═══ 所附文本 ═══
Lucene中的近實時搜索SearcherManager

近實時搜索(near-real-time)可以搜索IndexWriter還未commit的內容。

Index索引的刷新過程:

只有IndexWriter上的commit操作纔會導致Ram Directory內存上的數據完全同步到文件。
IndexWriter提供了實時獲得reader的API,這個調用將會導致flush操作,生成新的segment,但不會commit (fsync),從而減少了IO。新的segment被加入到新生成的reader裏。從返回的reader中可以看到更新。
所以,只要每次新的搜索都從IndexWriter獲得一個新的reader,就可以搜索到最新的內容。這一操作的開銷僅僅是flush,相對commmit來說,開銷很小。

Lucene的index索引組織方式爲一個index目錄下的多個segment片段,新的doc會加入新的segment裏,這些新的小segment每間隔一段時間就會合並起來。因爲合併,總的sgement數量保持的較小,總體的search速度仍然很快。
爲了防止讀寫衝突,lucene只創建新的segment,並對任何active狀態的reader,不在使用後刪除老的segment。
flush就是把數據寫入操作系統的緩衝區,只要緩衝區不滿,就不會有硬盤操作。
commit是把所有內存緩衝區內的數據寫入到硬盤,是完全的硬盤操作,屬於重量級的操作。這是因爲Lucene索引中最主要的結構posting倒排通過VInt類型和delta的格式存儲並緊密排列。合併時要對同一個term的posting(倒排)進行歸併排序,是一個讀出,合併再生成的過程。

SearchManager近實時搜索 實現原理:

Lucene通過NRTManager這個類來實現近實時搜索,所謂近實時搜索也就是在索引發生改變時,通過線程跟蹤,在相對很短的時間內反映給用戶程序的 調用NRTManager通過管理IndexWriter對象,並將IndexWriter的一些方法進行增刪改,例如:addDocument,deleteDocument等方法暴漏給客戶調用,它的操作全部在內存裏面,所以如果你不調用IndexWriter的commit方法,通過以上的操作,用戶硬盤裏面的索引庫是不會變化的,所以你每次更新完索引庫請記得commit掉,這樣才能將變化的索引一起寫到硬盤中。

實現索引更新後的同步用戶每次獲取最新索引(IndexSearcher),可以通過兩種方式:

第一種是通過調用NRTManagerReopenThread對象,該線程負責實時跟蹤索引內存的變化,每次變化就調用maybeReopen方法,保持最新代索引,打開一個新的IndexSearcher對象,而用戶所要的IndexSearcher對象是NRTManager通過調用getSearcherManager方法獲得SearcherManager對象,然後通過SearcherManager對象獲取IndexSearcher對象返回個客戶使用,用戶使用完之後調用SearcherManager的release釋放IndexSearcher對象,最後記得關閉NRTManagerReopenThread;
第二種方式是不通過NRTManagerReopenThread對象,而是直接調用NRTManager的maybeReopen方法來獲取最新的IndexSearcher對象來獲取最新索引.
═══
▶ **任務與練習**:
1. 請將近實時搜索一文中的一段照原文重新打出來,從「爲了防止讀寫衝突,lucen」開始,到「將變化的索引一起寫到硬盤中。」結束。
2. 根據近實時搜索一文回答:
(a) 哪種操作纔會讓Ram Directory內存上的數據完全同步到文件?
(b) Lucene通過哪個類來實現近實時搜索?
(c) 用戶使用完IndexSearcher對象後,要調用SearcherManager的哪個方法來釋放它?
完成任務不需要參考資料。
═══ 存儲資料 ═══
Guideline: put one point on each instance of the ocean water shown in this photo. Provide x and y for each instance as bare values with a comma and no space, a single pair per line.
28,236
═══
▶ **任務答案**:
1.
爲了防止讀寫衝突,lucene只創建新的segment,並對任何active狀態的reader,不在使用後刪除老的segment。
flush就是把數據寫入操作系統的緩衝區,只要緩衝區不滿,就不會有硬盤操作。
commit是把所有內存緩衝區內的數據寫入到硬盤,是完全的硬盤操作,屬於重量級的操作。這是因爲Lucene索引中最主要的結構posting倒排通過VInt類型和delta的格式存儲並緊密排列。合併時要對同一個term的posting(倒排)進行歸併排序,是一個讀出,合併再生成的過程。

SearchManager近實時搜索 實現原理:

Lucene通過NRTManager這個類來實現近實時搜索,所謂近實時搜索也就是在索引發生改變時,通過線程跟蹤,在相對很短的時間內反映給用戶程序的 調用NRTManager通過管理IndexWriter對象,並將IndexWriter的一些方法進行增刪改,例如:addDocument,deleteDocument等方法暴漏給客戶調用,它的操作全部在內存裏面,所以如果你不調用IndexWriter的commit方法,通過以上的操作,用戶硬盤裏面的索引庫是不會變化的,所以你每次更新完索引庫請記得commit掉,這樣才能將變化的索引一起寫到硬盤中。

2.
(a) IndexWriter上的commit操作。
(b) NRTManager。
(c) release方法。